Down to the final line, return the records unchanged.

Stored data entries
********

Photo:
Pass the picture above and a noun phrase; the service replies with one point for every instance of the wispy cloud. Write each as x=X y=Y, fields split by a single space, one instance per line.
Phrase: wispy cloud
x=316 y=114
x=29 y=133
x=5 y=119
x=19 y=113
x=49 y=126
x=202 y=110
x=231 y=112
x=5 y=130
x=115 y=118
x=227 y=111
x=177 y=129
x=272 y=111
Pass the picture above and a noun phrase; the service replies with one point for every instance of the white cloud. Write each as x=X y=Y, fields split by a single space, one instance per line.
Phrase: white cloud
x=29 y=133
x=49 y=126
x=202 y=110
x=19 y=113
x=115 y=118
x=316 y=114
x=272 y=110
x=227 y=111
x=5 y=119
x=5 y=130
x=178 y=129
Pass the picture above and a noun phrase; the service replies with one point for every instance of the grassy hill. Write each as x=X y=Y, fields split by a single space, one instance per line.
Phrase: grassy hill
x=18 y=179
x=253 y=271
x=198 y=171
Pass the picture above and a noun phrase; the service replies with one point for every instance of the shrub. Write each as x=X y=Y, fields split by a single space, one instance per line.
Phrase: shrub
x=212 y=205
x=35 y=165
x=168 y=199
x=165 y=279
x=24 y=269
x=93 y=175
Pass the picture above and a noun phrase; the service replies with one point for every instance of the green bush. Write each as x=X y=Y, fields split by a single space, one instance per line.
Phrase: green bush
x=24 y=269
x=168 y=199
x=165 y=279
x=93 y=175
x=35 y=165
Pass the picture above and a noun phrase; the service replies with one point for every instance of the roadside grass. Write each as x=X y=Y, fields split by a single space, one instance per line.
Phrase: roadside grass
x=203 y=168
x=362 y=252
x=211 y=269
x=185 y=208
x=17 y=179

********

_Task answer_:
Photo:
Pass the picture above and a noun phrase; the service replies with one point for every instance of the wispy cloud. Write each as x=X y=Y, fields split by a single space, one instance per line.
Phrase: wispy cloud
x=316 y=114
x=29 y=133
x=5 y=119
x=19 y=113
x=49 y=126
x=202 y=110
x=231 y=112
x=5 y=130
x=115 y=118
x=227 y=111
x=177 y=129
x=272 y=111
Pass the picture above and a noun phrase; the service replies with one point for every instance of the white cloud. Write each as x=X y=Y, fields split by a single space, one instance per line.
Phrase: white cloud
x=29 y=133
x=49 y=126
x=202 y=110
x=19 y=113
x=115 y=118
x=316 y=114
x=272 y=110
x=227 y=111
x=5 y=119
x=5 y=130
x=178 y=129
Pass the picture above and a noun phrase; the service replies with one point for every instance of the grassy hill. Write each as x=X y=Y, fields split by a single space, one instance per line.
Phrase: grassy hill
x=18 y=179
x=253 y=271
x=198 y=171
Pass the picture above and a noun phrase; the service replies with one point for every instance of the shrub. Write each as x=X y=Y, fields split by a single space, one instance per line.
Phrase: shrub
x=212 y=205
x=35 y=165
x=168 y=199
x=165 y=279
x=24 y=269
x=93 y=175
Pass the picture above and a noun phrase; the service replies with one point for every instance of the green bush. Write each as x=X y=Y, fields split by a single space, one instance per line.
Phrase: green bush
x=24 y=269
x=168 y=199
x=165 y=279
x=93 y=175
x=35 y=165
Pass the picture above and a noun phrase; the service replies with one point for every instance of the roadside grass. Write each as x=X y=Y, fields split by a single space, one instance per line.
Phrase: roadside grass
x=203 y=168
x=362 y=252
x=211 y=269
x=185 y=208
x=17 y=179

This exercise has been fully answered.